During the playoffs, the team with the higher seeding would have the option of having the series go 2-3-2 or 2-2-1-1-1 (maybe cut down on some of the travel)


----------



## pfp (Apr 28, 2009)

Koz said:


> 1) All games are worth 3 points. 3 for a win. 2 for OT win. 1 for OT loss. 0 for regulation loss.


I don't care how it's broken down but all games should be worth the same total points. This suggestion does that and therefore gets a big :up: from me.


----------



## la24philly (Mar 9, 2010)

i agree with having the white jersey be the home jersey. Can someone tell me why they switched in the first place.

OK, I get marketing you want to sell the dark and alternate jersey's. I have no problem wiht picking a few dates to market new stuff.

You guys remember when White was the home jeresy and a few teams had a few dates where they dressed in an alternate.

Like bruins they had that yellow bear thing.


----------



## Chris24 (Oct 7, 2009)

1>I would do away with the shootout and the 5min OT.I would have 20min OT like in the playoffs.
2>I would change back the white jersey back to home games.

+ + +

**Challenge 1:** From the listing below, collect every line that contains the string "gray", matching case exactly.

+ + +

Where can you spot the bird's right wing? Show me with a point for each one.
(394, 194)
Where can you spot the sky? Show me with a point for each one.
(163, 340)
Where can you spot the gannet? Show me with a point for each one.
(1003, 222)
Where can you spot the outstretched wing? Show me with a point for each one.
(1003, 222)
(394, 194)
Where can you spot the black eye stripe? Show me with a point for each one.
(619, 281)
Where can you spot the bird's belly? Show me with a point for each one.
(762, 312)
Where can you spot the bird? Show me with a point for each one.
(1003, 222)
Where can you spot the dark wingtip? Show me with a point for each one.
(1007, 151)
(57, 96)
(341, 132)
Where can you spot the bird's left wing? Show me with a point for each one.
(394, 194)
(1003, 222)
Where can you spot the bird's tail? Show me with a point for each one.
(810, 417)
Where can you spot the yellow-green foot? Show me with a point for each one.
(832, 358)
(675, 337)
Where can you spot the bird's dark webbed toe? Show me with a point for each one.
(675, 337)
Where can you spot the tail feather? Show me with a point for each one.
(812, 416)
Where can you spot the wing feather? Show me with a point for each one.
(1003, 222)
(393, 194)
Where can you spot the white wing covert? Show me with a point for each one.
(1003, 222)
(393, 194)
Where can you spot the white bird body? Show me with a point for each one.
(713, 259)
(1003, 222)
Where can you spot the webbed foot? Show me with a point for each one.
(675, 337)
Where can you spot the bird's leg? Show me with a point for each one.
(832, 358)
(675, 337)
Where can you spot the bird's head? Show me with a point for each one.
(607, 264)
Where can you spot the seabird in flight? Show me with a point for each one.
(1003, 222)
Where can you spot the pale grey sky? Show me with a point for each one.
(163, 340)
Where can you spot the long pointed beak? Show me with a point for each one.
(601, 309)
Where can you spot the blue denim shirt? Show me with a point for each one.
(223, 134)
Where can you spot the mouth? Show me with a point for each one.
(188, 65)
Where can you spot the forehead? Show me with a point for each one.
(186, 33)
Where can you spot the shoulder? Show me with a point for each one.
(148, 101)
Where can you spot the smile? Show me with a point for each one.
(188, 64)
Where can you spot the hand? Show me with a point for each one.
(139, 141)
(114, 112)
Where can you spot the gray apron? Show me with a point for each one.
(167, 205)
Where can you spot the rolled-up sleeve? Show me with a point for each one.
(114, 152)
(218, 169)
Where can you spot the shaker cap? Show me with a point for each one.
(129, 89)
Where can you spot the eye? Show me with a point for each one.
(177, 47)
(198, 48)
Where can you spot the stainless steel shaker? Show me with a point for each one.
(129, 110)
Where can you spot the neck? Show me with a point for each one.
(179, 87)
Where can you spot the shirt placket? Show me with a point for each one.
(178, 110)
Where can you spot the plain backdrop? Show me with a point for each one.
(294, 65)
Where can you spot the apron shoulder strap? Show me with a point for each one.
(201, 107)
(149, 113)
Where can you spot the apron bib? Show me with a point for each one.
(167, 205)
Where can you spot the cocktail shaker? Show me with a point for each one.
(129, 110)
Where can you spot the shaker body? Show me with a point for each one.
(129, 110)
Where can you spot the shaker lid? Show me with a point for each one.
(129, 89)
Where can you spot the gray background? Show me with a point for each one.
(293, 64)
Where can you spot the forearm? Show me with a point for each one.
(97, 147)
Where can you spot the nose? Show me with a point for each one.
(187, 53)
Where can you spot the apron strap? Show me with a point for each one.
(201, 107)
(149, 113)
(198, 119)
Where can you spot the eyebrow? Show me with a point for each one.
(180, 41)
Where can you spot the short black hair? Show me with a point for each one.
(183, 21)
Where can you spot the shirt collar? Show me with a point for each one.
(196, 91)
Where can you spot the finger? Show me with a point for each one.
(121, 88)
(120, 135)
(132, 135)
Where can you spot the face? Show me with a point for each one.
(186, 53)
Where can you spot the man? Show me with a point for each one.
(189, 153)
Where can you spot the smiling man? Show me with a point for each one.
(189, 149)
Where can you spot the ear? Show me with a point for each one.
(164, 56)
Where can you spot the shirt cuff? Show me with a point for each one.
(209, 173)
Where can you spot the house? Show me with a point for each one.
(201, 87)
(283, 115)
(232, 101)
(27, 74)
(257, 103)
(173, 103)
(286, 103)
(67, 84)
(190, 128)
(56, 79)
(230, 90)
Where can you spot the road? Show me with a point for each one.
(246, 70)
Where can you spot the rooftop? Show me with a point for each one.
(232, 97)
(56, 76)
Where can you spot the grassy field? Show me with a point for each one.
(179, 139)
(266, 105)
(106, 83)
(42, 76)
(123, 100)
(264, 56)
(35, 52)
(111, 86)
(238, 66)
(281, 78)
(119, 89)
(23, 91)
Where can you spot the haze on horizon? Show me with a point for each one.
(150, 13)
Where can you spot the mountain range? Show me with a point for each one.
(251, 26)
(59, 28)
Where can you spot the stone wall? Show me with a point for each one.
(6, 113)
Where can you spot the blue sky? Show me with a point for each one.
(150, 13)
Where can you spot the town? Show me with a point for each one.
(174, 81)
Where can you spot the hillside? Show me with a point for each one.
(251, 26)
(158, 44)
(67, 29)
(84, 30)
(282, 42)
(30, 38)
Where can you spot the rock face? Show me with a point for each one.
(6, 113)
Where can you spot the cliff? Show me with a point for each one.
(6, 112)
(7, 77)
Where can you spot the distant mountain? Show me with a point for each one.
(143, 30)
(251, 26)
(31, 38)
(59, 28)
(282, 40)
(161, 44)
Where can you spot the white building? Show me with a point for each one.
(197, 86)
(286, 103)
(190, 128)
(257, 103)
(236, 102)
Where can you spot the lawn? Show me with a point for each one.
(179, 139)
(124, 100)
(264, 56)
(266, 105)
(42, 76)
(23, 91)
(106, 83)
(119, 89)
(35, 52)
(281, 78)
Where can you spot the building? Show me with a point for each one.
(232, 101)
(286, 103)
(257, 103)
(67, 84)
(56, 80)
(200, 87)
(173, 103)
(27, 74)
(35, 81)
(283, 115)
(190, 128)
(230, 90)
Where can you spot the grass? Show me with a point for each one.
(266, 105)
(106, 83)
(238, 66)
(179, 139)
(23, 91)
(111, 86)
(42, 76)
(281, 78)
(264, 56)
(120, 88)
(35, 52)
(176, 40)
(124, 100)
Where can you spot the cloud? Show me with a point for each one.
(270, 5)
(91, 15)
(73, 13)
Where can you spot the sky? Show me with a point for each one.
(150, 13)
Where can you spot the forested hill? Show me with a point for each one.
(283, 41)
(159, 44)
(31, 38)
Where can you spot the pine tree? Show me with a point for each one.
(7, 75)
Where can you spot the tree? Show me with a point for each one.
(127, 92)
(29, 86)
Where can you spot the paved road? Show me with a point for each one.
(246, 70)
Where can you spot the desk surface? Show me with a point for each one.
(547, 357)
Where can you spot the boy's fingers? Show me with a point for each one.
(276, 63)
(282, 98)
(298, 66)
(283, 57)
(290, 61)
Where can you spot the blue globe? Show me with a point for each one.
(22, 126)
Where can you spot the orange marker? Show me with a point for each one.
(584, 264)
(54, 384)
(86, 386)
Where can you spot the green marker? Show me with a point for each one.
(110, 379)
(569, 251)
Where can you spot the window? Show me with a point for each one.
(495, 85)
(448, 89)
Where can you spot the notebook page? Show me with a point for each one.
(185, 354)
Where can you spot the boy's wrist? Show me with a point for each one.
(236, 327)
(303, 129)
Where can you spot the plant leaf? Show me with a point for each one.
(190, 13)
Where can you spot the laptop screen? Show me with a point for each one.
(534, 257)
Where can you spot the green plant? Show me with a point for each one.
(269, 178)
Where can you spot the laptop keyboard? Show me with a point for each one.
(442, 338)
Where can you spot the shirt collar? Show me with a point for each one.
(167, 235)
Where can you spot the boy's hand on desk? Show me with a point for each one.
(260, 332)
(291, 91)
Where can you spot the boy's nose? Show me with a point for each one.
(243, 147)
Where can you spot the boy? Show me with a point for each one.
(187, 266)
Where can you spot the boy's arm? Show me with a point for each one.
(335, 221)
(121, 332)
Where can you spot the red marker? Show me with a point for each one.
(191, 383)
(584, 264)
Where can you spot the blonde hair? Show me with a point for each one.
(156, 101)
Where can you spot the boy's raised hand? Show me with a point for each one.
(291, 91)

+ + +

**Challenge 2:** In the hockey forum thread, how long does Chris24 want overtime to be?

**Task output 1:**
Where can you spot the gray apron? Show me with a point for each one.
Where can you spot the gray background? Show me with a point for each one.

**Task output 2:** 20 minutes, like in the playoffs.